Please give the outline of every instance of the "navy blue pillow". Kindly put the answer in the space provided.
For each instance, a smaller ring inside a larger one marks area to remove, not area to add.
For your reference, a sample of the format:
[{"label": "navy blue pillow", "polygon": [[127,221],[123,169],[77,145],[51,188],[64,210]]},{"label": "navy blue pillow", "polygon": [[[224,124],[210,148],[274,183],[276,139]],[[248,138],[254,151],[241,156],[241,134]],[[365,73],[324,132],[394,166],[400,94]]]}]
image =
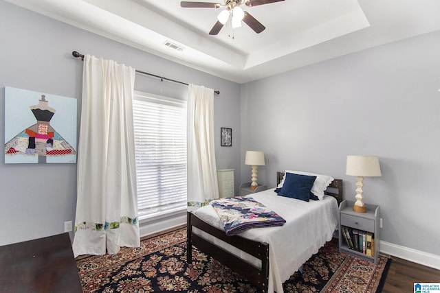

************

**THE REQUEST:** Identify every line in the records above that contains the string "pillow", treating uppercase and lowercase as different, and copy each of those lines in full.

**RESPONSE:**
Please give the outline of every instance of the "navy blue pillow". Kindly put the answer in the space provided.
[{"label": "navy blue pillow", "polygon": [[127,221],[123,169],[77,145],[51,188],[64,210]]},{"label": "navy blue pillow", "polygon": [[[224,124],[210,148],[274,183],[276,139]],[[248,138],[254,151],[241,156],[241,134]],[[365,73],[324,132],[394,166],[400,94]]]}]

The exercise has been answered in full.